• Prompt: Arrange the lines of the rows below as a numbered list, beginning with the line that contains "The scan above contains the green embroidered" and continuing through the line that contains "[410,0,600,271]". Include both of those lines and omit any blank lines.
>> BEGIN
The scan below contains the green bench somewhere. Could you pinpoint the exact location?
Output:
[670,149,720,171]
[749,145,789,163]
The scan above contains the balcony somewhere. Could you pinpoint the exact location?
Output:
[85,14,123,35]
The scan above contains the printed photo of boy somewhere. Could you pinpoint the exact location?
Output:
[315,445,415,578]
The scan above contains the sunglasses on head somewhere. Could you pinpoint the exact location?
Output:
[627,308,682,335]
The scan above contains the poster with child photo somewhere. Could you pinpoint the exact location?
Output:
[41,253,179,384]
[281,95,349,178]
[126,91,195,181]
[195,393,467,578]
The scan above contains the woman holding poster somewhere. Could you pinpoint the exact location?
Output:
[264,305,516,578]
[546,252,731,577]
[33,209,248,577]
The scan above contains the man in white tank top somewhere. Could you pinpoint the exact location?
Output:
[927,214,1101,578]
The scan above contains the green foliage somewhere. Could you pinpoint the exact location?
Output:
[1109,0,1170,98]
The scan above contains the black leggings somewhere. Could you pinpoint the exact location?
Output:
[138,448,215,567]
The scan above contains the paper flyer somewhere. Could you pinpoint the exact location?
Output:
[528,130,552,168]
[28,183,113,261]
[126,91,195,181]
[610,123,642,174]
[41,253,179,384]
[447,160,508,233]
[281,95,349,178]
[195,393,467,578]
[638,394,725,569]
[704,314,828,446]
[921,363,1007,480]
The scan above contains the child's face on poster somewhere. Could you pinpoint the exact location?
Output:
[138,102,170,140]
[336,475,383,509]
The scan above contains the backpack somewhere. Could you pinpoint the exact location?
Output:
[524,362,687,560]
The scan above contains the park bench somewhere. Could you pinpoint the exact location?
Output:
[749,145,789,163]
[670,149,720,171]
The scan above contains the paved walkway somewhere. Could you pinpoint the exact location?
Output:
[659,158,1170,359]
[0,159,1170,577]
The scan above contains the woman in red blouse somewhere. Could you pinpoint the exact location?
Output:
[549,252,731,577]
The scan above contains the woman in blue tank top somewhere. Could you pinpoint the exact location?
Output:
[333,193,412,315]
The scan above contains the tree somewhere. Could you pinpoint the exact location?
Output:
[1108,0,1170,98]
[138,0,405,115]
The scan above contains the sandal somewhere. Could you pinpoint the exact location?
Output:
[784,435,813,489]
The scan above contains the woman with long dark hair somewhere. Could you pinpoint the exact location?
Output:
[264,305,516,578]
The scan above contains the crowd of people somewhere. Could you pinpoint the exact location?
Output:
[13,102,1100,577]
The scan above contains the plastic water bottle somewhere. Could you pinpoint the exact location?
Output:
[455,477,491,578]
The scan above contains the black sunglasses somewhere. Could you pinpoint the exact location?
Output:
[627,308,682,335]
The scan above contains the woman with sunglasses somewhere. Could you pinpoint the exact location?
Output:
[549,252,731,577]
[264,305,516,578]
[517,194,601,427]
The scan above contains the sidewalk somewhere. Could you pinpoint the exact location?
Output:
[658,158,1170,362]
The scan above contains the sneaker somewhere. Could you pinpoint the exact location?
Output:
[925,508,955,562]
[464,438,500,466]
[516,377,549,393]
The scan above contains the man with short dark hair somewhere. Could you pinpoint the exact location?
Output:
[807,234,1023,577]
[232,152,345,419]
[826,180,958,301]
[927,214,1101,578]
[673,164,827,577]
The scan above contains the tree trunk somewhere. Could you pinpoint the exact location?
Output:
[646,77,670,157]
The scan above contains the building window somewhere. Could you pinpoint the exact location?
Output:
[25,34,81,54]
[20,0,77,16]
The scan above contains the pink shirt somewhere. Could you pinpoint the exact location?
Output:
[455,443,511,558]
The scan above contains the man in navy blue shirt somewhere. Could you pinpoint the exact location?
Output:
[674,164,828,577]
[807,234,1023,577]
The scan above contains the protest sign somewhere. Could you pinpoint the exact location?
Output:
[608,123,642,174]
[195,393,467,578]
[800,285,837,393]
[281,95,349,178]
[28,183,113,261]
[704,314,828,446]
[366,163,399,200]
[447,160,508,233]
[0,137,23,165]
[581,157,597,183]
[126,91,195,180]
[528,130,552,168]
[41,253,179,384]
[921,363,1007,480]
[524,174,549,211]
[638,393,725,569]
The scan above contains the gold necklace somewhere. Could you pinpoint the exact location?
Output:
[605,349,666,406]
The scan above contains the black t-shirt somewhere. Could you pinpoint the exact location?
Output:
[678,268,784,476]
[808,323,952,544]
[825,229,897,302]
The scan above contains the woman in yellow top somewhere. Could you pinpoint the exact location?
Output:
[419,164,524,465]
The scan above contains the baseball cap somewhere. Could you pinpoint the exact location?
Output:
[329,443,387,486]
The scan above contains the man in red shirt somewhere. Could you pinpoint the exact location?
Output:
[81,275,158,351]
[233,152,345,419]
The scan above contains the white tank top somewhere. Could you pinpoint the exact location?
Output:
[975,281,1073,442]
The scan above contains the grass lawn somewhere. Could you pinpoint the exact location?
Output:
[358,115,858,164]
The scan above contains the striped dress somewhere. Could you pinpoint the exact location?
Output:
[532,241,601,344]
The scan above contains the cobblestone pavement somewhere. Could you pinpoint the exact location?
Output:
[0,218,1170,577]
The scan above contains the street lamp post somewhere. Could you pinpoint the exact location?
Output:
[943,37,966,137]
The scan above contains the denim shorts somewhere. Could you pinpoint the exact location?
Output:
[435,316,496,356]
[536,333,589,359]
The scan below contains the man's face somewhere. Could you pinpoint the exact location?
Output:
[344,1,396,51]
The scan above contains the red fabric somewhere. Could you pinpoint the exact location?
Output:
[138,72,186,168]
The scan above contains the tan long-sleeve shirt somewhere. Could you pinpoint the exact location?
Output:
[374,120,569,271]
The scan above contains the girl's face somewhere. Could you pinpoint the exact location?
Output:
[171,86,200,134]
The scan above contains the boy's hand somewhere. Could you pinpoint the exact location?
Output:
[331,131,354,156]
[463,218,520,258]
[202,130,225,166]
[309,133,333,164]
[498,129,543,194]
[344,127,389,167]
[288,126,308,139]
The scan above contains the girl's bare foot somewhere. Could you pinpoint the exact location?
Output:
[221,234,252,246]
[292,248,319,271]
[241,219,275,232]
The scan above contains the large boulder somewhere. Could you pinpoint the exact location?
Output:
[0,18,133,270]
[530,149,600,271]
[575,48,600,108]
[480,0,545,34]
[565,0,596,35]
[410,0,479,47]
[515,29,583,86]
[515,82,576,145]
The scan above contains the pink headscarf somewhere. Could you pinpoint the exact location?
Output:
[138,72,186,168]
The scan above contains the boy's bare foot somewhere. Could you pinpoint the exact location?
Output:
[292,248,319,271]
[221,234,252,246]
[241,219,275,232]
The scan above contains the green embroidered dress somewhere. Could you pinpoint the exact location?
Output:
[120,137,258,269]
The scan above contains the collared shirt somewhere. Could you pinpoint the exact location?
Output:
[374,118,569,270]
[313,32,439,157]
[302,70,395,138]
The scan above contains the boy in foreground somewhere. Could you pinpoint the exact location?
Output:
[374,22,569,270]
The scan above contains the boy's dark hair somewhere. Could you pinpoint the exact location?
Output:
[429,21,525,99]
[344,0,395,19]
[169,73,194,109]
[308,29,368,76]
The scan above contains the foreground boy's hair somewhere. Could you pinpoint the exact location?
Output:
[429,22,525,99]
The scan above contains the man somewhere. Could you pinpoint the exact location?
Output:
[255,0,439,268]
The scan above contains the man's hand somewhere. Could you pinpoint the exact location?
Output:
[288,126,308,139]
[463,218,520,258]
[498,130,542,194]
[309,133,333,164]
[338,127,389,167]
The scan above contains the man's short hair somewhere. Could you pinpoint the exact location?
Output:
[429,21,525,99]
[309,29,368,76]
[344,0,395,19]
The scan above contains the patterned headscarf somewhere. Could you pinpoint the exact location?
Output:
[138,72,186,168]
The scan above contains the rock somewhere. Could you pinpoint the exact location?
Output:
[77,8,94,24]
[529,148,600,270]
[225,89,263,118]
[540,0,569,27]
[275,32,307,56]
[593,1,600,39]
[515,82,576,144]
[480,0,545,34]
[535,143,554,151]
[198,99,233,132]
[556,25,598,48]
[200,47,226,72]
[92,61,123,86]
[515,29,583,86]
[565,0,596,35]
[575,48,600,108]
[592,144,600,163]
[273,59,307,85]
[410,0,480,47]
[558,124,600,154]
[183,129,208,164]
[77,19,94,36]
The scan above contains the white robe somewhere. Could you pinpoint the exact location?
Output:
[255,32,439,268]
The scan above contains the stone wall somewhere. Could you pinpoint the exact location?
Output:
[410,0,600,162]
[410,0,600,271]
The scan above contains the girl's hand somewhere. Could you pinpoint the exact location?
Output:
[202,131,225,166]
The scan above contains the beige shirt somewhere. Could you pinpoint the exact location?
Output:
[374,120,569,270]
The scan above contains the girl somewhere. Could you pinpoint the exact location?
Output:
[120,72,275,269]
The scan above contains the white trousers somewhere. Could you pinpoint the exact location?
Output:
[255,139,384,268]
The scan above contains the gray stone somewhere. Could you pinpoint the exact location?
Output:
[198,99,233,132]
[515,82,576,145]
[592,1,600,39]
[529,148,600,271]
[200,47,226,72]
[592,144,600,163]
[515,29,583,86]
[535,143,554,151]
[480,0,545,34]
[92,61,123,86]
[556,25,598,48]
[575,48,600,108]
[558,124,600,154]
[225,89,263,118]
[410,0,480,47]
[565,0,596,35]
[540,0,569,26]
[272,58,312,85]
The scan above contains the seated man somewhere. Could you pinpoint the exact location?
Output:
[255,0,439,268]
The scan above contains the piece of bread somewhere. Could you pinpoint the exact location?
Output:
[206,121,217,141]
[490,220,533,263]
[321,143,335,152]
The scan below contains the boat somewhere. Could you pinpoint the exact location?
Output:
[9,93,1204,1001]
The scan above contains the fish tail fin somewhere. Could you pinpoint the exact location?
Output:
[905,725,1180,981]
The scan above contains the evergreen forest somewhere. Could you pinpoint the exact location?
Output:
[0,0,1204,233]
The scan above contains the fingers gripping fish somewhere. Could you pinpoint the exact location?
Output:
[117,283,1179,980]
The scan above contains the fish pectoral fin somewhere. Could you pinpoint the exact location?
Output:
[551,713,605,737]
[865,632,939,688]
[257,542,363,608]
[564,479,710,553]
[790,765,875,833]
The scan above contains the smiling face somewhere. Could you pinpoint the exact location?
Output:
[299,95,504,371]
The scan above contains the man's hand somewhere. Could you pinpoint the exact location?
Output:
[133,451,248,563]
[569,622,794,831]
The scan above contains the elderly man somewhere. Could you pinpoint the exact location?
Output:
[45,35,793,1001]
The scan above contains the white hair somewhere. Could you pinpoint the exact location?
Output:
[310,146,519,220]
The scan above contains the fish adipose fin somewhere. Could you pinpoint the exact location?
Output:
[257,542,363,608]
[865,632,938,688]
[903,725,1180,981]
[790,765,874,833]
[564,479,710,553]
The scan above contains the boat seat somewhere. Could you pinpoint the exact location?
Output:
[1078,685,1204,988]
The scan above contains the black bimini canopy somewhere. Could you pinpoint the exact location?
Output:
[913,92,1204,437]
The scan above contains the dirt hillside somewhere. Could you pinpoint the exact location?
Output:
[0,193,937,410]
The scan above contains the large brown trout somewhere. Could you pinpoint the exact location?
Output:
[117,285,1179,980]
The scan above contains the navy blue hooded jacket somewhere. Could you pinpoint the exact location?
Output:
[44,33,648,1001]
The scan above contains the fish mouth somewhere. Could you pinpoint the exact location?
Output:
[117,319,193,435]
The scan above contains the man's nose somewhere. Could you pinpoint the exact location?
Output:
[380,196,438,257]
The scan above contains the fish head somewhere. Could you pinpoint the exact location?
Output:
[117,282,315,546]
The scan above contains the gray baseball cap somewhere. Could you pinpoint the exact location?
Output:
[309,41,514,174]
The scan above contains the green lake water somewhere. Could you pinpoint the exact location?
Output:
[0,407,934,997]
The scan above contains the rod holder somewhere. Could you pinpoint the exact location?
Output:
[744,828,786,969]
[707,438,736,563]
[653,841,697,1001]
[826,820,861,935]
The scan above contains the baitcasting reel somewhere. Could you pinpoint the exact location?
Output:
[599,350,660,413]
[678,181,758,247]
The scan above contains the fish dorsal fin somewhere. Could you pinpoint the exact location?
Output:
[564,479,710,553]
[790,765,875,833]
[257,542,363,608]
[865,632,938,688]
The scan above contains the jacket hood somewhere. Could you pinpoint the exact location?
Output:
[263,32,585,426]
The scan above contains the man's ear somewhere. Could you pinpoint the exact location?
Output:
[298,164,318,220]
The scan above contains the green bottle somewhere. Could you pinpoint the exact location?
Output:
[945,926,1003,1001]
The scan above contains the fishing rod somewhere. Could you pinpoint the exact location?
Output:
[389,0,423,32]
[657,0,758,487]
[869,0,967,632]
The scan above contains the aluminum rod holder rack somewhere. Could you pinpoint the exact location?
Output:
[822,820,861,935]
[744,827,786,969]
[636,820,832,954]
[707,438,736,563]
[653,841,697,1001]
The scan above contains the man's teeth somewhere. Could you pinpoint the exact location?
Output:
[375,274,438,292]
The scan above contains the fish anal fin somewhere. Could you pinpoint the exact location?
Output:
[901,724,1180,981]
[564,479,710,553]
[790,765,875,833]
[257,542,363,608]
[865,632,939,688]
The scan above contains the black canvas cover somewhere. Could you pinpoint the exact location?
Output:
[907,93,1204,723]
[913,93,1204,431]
>> END
• Finished task:
1. The scan above contains the green embroidered dress somewhere. Could you pinpoint the exact location?
2. Output:
3. [120,137,258,269]
4. The scan above contains the collared shirt somewhere. Could you pinpoint the exact location?
5. Output:
6. [374,118,569,270]
7. [313,32,439,157]
8. [302,70,395,138]
9. The scan above contains the boy in foreground somewhere. Could you pinpoint the exact location?
10. Output:
11. [374,22,569,270]
12. The scan above contains the boy's dark hair somewhere. Could you pinpoint the exact location?
13. Output:
14. [429,21,525,99]
15. [344,0,395,19]
16. [169,73,194,109]
17. [308,29,368,76]
18. The scan above contains the foreground boy's hair somewhere. Could you pinpoint the exact location?
19. Output:
20. [429,22,525,99]
21. The scan above contains the man somewhere. Could you pinpoint the exact location?
22. Output:
23. [255,0,439,268]
24. The scan above contains the man's hand somewhere. Could you pinpoint the exact location?
25. Output:
26. [288,126,308,139]
27. [463,218,520,258]
28. [498,130,542,194]
29. [309,133,333,164]
30. [338,127,389,167]
31. The scan above contains the man's short hair somewhere. Could you pinpoint the exact location?
32. Output:
33. [429,21,525,99]
34. [309,29,368,76]
35. [344,0,395,19]
36. The scan above contains the patterned headscarf somewhere. Could you pinpoint the exact location?
37. Output:
38. [138,72,186,168]
39. The scan above contains the rock somewhere. Could you pinpoint the exact location?
40. Output:
41. [77,8,94,24]
42. [529,148,600,270]
43. [225,89,263,118]
44. [540,0,569,27]
45. [275,32,307,56]
46. [593,1,600,39]
47. [515,82,576,144]
48. [480,0,545,34]
49. [535,143,554,151]
50. [198,99,233,132]
51. [556,25,598,48]
52. [200,47,226,72]
53. [92,61,123,86]
54. [515,29,583,86]
55. [565,0,596,35]
56. [575,48,600,108]
57. [592,144,600,163]
58. [273,59,307,85]
59. [410,0,480,47]
60. [558,124,600,154]
61. [183,129,208,164]
62. [77,19,94,36]
63. The scan above contains the white robe somewhere. Could you pinpoint the exact location?
64. Output:
65. [255,32,439,268]
66. The scan above contains the stone wall somewhere. Could you pinpoint the exact location?
67. Output:
68. [410,0,600,162]
69. [410,0,600,271]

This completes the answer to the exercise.